_Excerpt to read_
=-=-=
This Cancer Therapy Company Is Small but Its ‘Options’ Look Big

Small-cap oncology company AVEO Pharmaceuticals (AVEO)  is setting up nicely as a solid covered-call trade. The options against this equity are liquid and premiums are lucrative, enabling a good return even if the stock trades sideways over the coming months.

What is AVEO? The company’s flagship product is Fotivda, which is a third-line treatment for a type of kidney caner. Enjoying solid rollout after getting green lighted 18 months ago by the Food and Drug Administration, Fotivda is used to treat relapsed or refractory advanced renal cell carcinoma. The company should ring up net sales for Fotivda of just over $100 million this fiscal year. Given the stock’s approximate market cap of $265 million, the shares are trading at just over two and a half times revenues. That’s more than reasonable given sales are projected to cross the $170 million mark in fiscal 2023 based on the current analysis consensus. AVEO Pharmaceuticals is also expected to become profitable for the first-time next year.

The compound is also in numerous other trials to treat other indications. The company is currently enrolling patients in a couple of phase 3 studies pairing the combination of Fotivda with Bristol-Myers Squibb’s (BMY) blockbuster oncology drug Opdivo. If the data is supportive, that could lead to FDA approval for the kidney cancer in a second line setting, this would open up a much larger target market for Fotivda. Enrollment should be complete sometime in the second quarter of next year. The company has one other earlier stage pipeline asset it is looking for a developmental partner to develop, and the company put a freeze on some development to cut research and development expenses to focus fully on building out its fotivda franchise.

AVEO fully owns the rights to Fotivda. This makes the company a logical and fairly cheap acquisition target for a larger player wanting to expand into this space. Oncology has been the hottest part of M&A across the industry for years. The company has some $75 million of cash on hand. The analyst community has been growing more sanguine around the company’s story and growth. Since second quarter numbers posted just over two weeks ago, four analyst firms including Stifel Nicolaus have reissued Buy ratings on the stock with price targets ranging from $12 to $17 a share.

Option Strategy

Here is how one can initiate a position in AVEO via a covered call strategy:

Using the January $8 call strikes, fashion a covered call order with a net debit in the $6.35 to $6.45 a share range (net stock price – option premium). This strategy provides downside protection of some 18% and potential upside of approximately 25% even if the stock does little over the five-month option duration.

(Please note that due to factors including low market capitalization and/or insufficient public float, we consider this stock to be a small-cap stock. You should be aware that such stocks are subject to more risk than stocks of larger companies, including greater volatility, lower liquidity and less publicly available information, and that postings such as this one can have an effect on their stock prices.)
=-=-=
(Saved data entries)

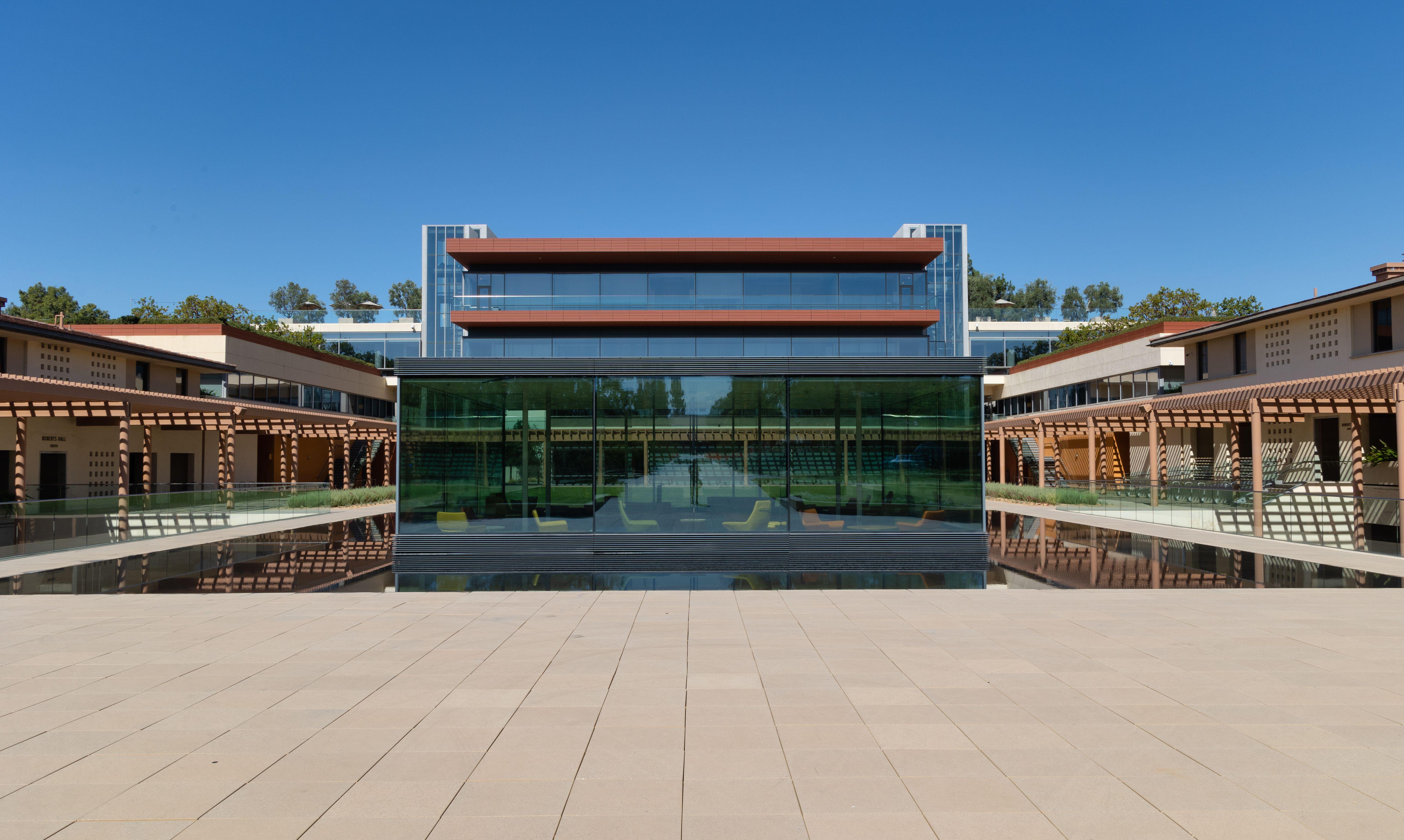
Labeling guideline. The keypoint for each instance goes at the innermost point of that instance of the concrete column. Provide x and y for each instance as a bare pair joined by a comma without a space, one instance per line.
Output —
1096,570
1256,449
1358,437
1235,455
1040,459
124,475
22,451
=-=-=
_What you need to do_
1. Answer these from the article on AVEO Pharmaceuticals:
(a) How much cash does the company have on hand?
(b) What strike price is used for the January calls in the covered call strategy?
(c) When should enrollment in the phase 3 studies be complete?
2. Copy the stretch of the AVEO Pharmaceuticals article from "(Please note that" through "their stock prices.)", word for word.
3. For each statement, say yes or no depending on whether it agrees with the AVEO Pharmaceuticals article, and quote the words that decide it.
(a) AVEO shares the rights to Fotivda with a larger partner.
(b) Fotivda got FDA approval about 18 months ago.
(c) The covered call strategy runs over a five-month option duration.

_Per-task outputs_
1.
(a) Some $75 million.
(b) $8.
(c) Sometime in the second quarter of next year.

2.
(Please note that due to factors including low market capitalization and/or insufficient public float, we consider this stock to be a small-cap stock. You should be aware that such stocks are subject to more risk than stocks of larger companies, including greater volatility, lower liquidity and less publicly available information, and that postings such as this one can have an effect on their stock prices.)

3.
(a) No: "AVEO fully owns the rights to Fotivda."
(b) Yes: "after getting green lighted 18 months ago by the Food and Drug Administration"
(c) Yes: "even if the stock does little over the five-month option duration"